Excerpts from a dataset
----------
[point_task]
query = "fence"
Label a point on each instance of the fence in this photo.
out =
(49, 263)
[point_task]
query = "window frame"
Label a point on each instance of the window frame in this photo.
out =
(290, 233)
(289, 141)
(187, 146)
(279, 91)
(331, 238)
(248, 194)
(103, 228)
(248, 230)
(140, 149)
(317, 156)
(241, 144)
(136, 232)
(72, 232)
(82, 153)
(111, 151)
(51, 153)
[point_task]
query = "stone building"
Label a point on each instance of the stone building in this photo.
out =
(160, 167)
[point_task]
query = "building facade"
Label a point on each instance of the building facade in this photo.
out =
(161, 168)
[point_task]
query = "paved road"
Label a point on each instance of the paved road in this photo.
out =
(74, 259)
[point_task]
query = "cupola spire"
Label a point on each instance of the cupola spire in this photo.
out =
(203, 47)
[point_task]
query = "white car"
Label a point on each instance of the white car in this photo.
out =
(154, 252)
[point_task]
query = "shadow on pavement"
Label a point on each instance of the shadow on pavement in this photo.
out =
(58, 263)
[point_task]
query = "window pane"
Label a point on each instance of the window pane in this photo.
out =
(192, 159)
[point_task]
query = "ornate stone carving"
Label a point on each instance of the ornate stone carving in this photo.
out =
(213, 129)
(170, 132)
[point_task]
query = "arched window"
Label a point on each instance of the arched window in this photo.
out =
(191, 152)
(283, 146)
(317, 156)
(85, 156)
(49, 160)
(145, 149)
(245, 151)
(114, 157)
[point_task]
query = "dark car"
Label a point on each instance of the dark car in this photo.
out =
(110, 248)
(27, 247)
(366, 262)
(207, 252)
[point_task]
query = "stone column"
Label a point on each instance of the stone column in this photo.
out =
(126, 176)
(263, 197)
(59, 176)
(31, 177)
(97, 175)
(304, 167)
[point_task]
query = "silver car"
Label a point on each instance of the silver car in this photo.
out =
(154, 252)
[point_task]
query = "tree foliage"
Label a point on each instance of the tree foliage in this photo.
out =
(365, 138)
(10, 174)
----------
- **What this task involves**
Output the records verbatim, from the first line to the last.

- **Task solution**
[point_task]
query = "fence"
Label a point on each instance of the fence in this photo.
out =
(49, 263)
[point_task]
query = "window frame"
Label a point on each instance of the window frame in this photo.
out =
(290, 233)
(289, 141)
(187, 146)
(279, 91)
(331, 238)
(248, 194)
(103, 228)
(248, 230)
(140, 149)
(317, 156)
(241, 144)
(136, 232)
(72, 232)
(82, 153)
(111, 151)
(51, 153)
[point_task]
query = "stone building"
Label a point on each instance of the stone building in this photo.
out =
(160, 167)
[point_task]
query = "building facade"
Label a point on each instance of the building facade in this photo.
out =
(161, 168)
[point_task]
query = "paved road"
Label a point on each instance of the paved road in this photo.
out =
(74, 259)
[point_task]
query = "cupola spire"
Label a point on each instance of the cupola spire in this photo.
out =
(203, 47)
[point_task]
query = "white car"
Label a point on each instance of the white car in this photo.
out =
(154, 252)
[point_task]
query = "shadow on pavement"
Label a point on each instance of the shadow on pavement in this photo.
out =
(58, 263)
[point_task]
query = "window pane"
Label a point on each instance of the window pane in this photo.
out =
(192, 159)
[point_task]
query = "ornate stone carving"
Label a point on each instance of the ornate stone carving in this photo.
out =
(213, 129)
(170, 132)
[point_task]
query = "arched window"
Label a point on each instance of the arched window in this photo.
out =
(191, 152)
(283, 146)
(317, 156)
(85, 156)
(49, 160)
(145, 149)
(245, 151)
(114, 157)
[point_task]
query = "dark car"
Label a point on each instance of the dark car in this photo.
out =
(110, 248)
(27, 247)
(366, 262)
(207, 252)
[point_task]
query = "stone column"
Label a point on each instance of the stone column in this photo.
out =
(126, 176)
(263, 197)
(59, 176)
(31, 177)
(97, 175)
(304, 167)
[point_task]
query = "silver car"
Label a point on each instance of the silver car in this photo.
out =
(154, 252)
[point_task]
query = "tree foliage"
Label a point on each instance of the tree foliage in this photo.
out =
(365, 138)
(10, 174)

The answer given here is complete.